EXERCISE: Turn the data, from its first line through the line containing "156 223 L 155", into a Markdown table with the columns Row and Line. Put each line's number under Row and its text under Line, and leave out blank lines.

MATERIAL FOR THIS EXERCISE:

━━━

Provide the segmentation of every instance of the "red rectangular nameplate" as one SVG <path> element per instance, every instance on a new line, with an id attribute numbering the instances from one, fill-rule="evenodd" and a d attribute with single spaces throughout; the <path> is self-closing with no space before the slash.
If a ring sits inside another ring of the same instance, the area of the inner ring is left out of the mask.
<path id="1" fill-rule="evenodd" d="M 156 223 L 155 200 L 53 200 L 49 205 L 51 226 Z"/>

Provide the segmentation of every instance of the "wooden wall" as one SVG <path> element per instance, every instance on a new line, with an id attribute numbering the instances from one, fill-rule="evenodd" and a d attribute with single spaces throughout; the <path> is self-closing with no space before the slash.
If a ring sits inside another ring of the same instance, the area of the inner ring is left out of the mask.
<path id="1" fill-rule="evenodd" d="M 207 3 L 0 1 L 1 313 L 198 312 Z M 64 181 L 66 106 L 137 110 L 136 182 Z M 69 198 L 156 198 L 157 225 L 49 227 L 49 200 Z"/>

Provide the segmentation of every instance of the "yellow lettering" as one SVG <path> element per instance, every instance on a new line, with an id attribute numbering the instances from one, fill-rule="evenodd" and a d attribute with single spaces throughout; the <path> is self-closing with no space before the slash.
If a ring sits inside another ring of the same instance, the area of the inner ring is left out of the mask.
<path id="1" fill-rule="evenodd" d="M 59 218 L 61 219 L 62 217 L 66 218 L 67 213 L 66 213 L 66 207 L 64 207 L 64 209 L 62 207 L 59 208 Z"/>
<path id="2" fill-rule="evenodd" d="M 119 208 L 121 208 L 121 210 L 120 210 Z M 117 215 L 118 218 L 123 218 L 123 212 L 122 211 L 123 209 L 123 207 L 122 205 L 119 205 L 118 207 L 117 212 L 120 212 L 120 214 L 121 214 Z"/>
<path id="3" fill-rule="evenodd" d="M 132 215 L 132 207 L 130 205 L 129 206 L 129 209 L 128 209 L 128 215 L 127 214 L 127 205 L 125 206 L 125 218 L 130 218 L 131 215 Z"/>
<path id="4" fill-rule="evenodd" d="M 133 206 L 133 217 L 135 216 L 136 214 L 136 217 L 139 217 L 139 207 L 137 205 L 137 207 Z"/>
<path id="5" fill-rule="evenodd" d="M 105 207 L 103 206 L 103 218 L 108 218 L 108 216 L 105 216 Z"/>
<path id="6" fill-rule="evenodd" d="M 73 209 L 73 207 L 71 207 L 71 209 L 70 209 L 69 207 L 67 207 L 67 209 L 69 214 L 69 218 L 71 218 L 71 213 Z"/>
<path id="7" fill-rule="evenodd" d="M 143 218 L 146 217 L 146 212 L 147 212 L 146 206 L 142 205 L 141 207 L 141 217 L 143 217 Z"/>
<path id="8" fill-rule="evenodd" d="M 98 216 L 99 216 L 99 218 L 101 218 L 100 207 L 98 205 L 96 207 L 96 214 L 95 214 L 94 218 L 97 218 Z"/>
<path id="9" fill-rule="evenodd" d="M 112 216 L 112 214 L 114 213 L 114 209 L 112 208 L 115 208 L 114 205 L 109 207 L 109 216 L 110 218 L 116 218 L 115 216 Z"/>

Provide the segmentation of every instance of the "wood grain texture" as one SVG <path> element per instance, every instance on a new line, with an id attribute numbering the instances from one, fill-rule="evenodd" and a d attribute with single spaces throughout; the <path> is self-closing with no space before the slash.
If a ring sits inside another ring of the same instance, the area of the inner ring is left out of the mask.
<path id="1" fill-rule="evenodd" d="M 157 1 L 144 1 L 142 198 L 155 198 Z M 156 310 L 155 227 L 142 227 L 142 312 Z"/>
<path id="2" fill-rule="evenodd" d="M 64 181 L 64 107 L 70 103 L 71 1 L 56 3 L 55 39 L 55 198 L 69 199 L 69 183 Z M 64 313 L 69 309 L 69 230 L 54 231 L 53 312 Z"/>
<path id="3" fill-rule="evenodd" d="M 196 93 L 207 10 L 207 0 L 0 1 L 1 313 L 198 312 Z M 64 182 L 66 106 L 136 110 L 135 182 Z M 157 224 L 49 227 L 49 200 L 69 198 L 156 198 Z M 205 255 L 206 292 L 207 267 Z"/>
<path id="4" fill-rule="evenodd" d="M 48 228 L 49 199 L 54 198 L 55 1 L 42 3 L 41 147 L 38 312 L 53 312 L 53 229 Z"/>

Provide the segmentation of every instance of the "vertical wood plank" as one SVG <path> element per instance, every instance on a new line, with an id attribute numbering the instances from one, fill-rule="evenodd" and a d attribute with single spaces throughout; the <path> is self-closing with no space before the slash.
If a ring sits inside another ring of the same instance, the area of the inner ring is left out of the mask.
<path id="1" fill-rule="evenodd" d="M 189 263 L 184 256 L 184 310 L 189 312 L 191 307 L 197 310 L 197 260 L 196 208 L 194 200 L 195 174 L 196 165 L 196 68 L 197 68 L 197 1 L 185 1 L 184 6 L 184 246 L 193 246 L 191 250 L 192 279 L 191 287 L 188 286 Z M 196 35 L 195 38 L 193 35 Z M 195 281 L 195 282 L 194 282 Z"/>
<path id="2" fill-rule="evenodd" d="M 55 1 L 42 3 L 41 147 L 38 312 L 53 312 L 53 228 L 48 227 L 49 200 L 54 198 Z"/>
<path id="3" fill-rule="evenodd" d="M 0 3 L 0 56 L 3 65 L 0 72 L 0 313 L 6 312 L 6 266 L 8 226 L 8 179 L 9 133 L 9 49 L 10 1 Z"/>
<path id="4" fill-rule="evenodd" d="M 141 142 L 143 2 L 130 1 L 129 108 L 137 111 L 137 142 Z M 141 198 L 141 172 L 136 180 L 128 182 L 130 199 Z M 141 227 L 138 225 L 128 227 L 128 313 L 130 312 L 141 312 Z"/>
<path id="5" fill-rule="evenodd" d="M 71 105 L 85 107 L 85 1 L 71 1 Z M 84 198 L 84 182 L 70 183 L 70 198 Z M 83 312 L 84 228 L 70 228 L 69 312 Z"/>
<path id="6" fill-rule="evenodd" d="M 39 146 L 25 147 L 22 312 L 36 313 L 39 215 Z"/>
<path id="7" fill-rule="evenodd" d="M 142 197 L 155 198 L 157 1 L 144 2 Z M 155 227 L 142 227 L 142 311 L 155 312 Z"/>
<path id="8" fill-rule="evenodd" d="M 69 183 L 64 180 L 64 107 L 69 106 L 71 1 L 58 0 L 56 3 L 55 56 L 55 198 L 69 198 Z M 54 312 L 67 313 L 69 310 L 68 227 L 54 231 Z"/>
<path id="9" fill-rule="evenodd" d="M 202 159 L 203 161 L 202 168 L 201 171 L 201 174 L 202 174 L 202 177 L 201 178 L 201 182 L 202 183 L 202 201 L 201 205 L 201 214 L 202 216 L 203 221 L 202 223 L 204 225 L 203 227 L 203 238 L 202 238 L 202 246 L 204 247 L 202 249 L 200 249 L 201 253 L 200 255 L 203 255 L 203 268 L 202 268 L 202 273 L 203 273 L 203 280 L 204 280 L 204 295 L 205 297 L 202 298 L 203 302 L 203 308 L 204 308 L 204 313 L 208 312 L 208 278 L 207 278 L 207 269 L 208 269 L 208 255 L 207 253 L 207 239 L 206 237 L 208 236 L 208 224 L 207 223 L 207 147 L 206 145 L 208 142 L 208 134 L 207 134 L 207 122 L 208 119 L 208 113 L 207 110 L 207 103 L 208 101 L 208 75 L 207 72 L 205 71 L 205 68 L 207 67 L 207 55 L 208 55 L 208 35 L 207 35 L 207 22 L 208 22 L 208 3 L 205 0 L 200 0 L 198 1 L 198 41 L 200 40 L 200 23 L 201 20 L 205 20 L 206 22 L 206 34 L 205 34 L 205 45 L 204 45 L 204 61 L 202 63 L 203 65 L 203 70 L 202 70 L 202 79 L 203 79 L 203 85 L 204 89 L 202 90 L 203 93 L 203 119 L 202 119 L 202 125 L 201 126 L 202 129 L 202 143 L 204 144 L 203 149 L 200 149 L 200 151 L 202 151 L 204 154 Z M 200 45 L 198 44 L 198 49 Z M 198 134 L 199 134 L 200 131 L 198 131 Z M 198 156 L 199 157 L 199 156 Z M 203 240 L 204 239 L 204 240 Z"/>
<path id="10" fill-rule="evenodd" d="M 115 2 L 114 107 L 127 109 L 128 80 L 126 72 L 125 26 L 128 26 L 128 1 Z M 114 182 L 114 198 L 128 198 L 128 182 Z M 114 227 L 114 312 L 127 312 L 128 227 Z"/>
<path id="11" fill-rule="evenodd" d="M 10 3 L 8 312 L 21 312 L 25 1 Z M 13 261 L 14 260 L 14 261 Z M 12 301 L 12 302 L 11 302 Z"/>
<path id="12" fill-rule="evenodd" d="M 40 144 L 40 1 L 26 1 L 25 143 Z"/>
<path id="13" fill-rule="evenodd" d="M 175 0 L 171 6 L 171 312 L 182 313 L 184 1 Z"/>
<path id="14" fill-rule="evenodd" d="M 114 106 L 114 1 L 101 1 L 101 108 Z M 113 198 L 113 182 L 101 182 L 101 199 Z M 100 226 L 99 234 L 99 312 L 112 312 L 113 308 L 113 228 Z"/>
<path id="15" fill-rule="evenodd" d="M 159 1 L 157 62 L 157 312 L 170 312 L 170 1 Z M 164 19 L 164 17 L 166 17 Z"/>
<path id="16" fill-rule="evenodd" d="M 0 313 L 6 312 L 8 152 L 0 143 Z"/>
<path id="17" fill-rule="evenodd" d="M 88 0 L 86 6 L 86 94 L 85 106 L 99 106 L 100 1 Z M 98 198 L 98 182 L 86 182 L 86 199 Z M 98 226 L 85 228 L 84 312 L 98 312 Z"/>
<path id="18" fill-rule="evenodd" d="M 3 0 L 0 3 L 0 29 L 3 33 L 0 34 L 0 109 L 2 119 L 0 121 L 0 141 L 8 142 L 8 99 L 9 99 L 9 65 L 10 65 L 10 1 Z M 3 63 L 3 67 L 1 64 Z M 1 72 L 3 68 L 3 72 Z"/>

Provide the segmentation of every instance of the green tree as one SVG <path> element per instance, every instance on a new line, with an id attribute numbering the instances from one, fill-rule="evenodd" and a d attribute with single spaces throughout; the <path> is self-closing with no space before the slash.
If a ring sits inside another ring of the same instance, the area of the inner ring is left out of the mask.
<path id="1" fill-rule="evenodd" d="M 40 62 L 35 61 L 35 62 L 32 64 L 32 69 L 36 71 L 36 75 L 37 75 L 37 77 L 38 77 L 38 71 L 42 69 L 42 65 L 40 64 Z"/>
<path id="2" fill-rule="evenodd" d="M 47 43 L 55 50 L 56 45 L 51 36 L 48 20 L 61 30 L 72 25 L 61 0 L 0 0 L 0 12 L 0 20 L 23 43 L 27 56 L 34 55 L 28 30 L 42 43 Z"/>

━━━

FINAL RESULT:
| Row | Line |
|---|---|
| 1 | Provide the segmentation of every instance of the "red rectangular nameplate" as one SVG <path> element per instance, every instance on a new line, with an id attribute numbering the instances from one, fill-rule="evenodd" and a d attribute with single spaces throughout; the <path> is self-closing with no space before the slash. |
| 2 | If a ring sits inside another ring of the same instance, the area of the inner ring is left out of the mask. |
| 3 | <path id="1" fill-rule="evenodd" d="M 156 223 L 155 200 L 53 200 L 49 205 L 51 226 Z"/> |